SOURCE TEXT »
摘要

Purpose: We lesioned the hypothalamic paraventricular nucleus (PVN) of male Wistar rats using two different doses (8 mu g/3 mu l and 16 mu g/3 mu l) of 5,7-dihydroxytryptamine (5,7-DHT) and then animals were subjected to a battery of behavioral tests designed to assess anxiety and memory formation. Further, we were interested to know whether this lesion would result in neuronal oxidative stress and also if there is a correlation between the behavioral response to this lesion and brain oxidative stress.
Material/methods: Behavioral tests included elevated plus maze, used to assess exploration/anxiety status and radial arm-maze, used for determining spatial short-term and reference memory errors. Regarding the oxidative stress, we measured the extent of some lipid peroxidation products like malondialdehyde and defense enzymes such as superoxide dismutase and glutathione peroxidase.
Results: 5,7-DHT lesioned rats spent more time in the open arms of the elevated maze compared to sham-operated rats, suggesting that the lesion significantly diminished anxiety-like behavior. Also, short-term memory was significantly impaired, as shown by the working memory errors in radial arm-maze task. Further analyses revealed that the 5,7-DHT lesion did not result in a significant change of reference memory errors. Regarding the oxidative stress, no significant modification of both superoxide dismutase and glutathione peroxidase specific activities from the temporal lobe were observed. However, the malondiadehyde level was significantly increased, suggesting pro-oxidant effects. Also, the linear regression between the working memory errors vs. malondiadehyde resulted in significant correlations.
Conclusion: 5,7 DHT lesion of the PVN affects behavioral performance via interactions with systems governing novel and/or fear-evoking situations and also by increasing neuronal oxidative stress.

WORK TO COMPLETE »
1. Return everything in the abstract on the PVN lesion study from "Purpose: We lesioned" down to "and glutathione peroxidase.", copied word for word.
2. In the abstract on the PVN lesion study, what two doses of 5,7-DHT were used to lesion the rats?

RECORD EXTRACTS »
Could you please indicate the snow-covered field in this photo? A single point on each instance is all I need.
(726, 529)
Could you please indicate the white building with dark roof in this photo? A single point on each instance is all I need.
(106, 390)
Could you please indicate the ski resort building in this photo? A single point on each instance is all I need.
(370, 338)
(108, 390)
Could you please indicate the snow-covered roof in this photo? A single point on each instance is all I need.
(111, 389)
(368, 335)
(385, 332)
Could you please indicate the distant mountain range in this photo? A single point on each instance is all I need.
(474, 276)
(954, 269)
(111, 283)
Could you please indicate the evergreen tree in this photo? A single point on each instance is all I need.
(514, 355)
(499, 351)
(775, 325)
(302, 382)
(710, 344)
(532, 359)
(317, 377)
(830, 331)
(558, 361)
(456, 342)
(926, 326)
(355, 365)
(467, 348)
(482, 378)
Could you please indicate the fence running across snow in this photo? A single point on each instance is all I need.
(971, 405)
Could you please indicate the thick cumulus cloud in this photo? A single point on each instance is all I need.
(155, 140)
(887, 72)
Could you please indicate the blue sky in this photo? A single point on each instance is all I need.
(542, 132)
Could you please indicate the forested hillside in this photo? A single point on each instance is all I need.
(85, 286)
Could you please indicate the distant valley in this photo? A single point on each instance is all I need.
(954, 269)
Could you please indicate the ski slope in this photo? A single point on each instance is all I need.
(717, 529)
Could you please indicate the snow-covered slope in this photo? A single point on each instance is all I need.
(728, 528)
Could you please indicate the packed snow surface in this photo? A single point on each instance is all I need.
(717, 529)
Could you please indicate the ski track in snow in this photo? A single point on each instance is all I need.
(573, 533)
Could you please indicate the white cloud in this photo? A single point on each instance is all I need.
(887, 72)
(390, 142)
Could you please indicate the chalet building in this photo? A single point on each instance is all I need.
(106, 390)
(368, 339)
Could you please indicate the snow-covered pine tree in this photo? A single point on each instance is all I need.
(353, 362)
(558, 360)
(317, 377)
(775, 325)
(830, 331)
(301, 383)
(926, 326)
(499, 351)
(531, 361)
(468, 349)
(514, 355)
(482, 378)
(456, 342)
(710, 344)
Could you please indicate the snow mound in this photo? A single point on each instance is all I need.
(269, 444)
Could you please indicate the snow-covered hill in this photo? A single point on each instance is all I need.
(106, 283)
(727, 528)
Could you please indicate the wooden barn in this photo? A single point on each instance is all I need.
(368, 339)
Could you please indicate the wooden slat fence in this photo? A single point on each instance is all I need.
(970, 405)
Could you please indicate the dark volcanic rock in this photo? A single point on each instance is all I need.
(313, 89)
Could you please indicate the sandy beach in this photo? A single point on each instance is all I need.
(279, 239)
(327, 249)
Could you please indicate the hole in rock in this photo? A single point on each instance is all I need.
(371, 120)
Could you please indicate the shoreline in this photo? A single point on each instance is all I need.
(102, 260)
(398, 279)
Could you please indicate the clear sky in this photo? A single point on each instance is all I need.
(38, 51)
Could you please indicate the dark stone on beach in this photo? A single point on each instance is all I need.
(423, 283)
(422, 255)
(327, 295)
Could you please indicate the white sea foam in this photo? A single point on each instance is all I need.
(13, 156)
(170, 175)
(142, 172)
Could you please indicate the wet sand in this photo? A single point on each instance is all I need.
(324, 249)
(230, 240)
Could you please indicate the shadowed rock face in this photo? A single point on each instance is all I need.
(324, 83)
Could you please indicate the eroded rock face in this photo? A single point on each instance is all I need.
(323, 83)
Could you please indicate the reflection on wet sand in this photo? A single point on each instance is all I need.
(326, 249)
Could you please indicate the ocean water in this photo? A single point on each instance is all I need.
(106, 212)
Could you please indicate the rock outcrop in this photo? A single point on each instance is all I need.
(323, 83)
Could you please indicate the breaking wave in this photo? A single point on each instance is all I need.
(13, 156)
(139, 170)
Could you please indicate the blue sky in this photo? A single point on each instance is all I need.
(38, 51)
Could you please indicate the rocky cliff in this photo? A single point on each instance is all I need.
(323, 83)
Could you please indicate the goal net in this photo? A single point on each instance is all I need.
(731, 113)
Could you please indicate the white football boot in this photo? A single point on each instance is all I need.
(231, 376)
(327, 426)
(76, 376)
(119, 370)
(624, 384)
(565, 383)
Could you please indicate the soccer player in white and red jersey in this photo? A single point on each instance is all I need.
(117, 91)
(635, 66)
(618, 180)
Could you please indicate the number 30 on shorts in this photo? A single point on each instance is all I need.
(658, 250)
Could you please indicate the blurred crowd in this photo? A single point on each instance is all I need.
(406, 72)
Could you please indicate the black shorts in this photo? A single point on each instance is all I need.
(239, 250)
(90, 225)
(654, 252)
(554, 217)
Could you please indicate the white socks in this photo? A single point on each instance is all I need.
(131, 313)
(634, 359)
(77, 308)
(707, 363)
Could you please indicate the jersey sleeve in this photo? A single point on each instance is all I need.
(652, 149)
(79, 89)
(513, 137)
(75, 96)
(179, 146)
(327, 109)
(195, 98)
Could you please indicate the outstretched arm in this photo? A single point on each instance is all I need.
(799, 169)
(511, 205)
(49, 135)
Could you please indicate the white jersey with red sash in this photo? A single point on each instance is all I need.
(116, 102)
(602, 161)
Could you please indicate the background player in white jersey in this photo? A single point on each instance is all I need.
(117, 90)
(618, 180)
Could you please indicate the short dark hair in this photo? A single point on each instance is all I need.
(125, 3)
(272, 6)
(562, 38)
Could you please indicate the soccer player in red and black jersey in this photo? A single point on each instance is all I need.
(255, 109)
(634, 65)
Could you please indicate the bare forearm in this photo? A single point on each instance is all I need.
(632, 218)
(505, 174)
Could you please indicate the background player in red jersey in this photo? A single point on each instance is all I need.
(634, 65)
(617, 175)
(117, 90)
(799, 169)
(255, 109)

ANSWERS TO THE EXERCISES »
1.
Purpose: We lesioned the hypothalamic paraventricular nucleus (PVN) of male Wistar rats using two different doses (8 mu g/3 mu l and 16 mu g/3 mu l) of 5,7-dihydroxytryptamine (5,7-DHT) and then animals were subjected to a battery of behavioral tests designed to assess anxiety and memory formation. Further, we were interested to know whether this lesion would result in neuronal oxidative stress and also if there is a correlation between the behavioral response to this lesion and brain oxidative stress.
Material/methods: Behavioral tests included elevated plus maze, used to assess exploration/anxiety status and radial arm-maze, used for determining spatial short-term and reference memory errors. Regarding the oxidative stress, we measured the extent of some lipid peroxidation products like malondialdehyde and defense enzymes such as superoxide dismutase and glutathione peroxidase.

2. 8 mu g/3 mu l and 16 mu g/3 mu l.